Dataset excerpts:

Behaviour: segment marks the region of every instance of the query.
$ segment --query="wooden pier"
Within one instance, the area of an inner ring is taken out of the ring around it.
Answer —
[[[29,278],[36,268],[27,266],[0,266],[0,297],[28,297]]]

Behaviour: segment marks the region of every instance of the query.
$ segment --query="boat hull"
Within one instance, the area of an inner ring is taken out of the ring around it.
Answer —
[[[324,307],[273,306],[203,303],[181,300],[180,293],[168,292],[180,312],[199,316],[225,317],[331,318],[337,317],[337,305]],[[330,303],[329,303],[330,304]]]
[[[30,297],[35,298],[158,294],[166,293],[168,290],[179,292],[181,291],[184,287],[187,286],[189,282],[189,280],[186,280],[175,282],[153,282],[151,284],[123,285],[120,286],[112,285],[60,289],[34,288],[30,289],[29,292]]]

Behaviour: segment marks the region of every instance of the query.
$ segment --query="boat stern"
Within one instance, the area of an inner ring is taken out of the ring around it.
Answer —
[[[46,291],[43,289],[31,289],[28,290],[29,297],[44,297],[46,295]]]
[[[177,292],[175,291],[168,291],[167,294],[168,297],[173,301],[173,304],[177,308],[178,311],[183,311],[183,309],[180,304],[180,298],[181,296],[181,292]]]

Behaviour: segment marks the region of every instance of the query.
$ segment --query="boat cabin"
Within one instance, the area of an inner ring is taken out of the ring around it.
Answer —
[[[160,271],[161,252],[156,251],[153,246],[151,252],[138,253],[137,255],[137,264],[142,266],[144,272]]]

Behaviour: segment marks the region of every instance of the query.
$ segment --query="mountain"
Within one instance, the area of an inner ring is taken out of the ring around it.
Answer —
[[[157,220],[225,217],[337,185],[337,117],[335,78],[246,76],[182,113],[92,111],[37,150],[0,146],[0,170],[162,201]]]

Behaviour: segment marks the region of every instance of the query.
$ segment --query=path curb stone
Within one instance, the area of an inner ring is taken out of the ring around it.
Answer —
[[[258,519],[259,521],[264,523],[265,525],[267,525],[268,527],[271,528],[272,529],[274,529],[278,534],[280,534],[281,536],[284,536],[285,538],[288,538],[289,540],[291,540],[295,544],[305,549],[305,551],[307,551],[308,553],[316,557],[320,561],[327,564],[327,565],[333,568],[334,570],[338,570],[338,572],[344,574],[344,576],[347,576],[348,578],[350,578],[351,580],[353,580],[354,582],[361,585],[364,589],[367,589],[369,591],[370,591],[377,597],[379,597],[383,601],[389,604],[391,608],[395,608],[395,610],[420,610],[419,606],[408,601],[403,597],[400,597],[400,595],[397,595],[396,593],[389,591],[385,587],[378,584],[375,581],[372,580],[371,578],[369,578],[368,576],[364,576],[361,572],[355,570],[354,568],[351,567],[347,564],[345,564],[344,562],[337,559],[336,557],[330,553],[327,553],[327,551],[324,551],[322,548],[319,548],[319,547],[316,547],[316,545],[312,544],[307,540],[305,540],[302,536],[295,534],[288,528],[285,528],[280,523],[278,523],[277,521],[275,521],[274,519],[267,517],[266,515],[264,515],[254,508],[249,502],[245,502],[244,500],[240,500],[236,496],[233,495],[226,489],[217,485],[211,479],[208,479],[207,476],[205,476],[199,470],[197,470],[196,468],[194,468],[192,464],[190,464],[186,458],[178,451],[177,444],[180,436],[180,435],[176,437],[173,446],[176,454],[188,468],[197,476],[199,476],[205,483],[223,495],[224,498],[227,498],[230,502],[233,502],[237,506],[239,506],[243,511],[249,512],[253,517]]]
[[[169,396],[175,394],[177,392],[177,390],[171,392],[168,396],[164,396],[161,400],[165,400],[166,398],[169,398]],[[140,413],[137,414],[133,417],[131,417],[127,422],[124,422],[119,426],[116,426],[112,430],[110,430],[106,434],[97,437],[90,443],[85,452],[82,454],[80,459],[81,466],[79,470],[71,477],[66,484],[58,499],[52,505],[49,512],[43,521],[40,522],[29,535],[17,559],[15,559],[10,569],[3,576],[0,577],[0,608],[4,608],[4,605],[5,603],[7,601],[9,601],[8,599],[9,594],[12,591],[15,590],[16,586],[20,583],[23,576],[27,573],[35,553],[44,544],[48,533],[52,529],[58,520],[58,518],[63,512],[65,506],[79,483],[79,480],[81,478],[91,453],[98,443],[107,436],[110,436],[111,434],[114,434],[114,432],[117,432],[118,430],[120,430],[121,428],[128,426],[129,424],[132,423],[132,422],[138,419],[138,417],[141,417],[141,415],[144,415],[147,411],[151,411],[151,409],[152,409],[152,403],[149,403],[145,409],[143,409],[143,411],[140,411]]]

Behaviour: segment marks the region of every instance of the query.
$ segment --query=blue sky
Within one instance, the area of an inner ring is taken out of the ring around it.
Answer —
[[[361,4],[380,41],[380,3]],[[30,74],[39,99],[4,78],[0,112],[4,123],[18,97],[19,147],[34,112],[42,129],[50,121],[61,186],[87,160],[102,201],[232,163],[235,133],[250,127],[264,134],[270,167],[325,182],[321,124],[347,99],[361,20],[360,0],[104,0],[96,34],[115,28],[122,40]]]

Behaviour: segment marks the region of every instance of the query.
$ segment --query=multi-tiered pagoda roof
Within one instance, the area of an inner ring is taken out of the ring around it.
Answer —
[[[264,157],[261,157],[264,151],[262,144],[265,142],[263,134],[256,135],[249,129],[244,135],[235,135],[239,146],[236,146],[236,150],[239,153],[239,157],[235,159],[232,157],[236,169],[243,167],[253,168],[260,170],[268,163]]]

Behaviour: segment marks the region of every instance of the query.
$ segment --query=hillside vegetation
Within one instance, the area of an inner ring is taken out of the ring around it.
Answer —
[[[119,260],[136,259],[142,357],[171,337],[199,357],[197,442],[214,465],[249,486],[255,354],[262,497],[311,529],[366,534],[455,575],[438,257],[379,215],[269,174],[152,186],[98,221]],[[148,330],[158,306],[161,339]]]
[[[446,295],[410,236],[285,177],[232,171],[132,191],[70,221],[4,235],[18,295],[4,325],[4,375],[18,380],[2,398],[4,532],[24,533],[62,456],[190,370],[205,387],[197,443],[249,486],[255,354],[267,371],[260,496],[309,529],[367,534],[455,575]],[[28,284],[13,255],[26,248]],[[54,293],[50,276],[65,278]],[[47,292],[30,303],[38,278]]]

Required task: Rewrite the records starting at their first line and ending at the line containing "[[[29,278],[36,268],[27,266],[0,266],[0,297],[28,297]]]", both included, with every line kept, the requests too. In the answers, multiply each coordinate by 1.45 and round it to a whole number, with halves rounded up.

Solution:
Behaviour: segment marks the region of every instance of the query.
$ segment --query="wooden pier"
Within one instance, the area of an inner ring is taken out of the ring around it.
Answer —
[[[42,403],[52,389],[39,386],[0,386],[0,431],[41,431]]]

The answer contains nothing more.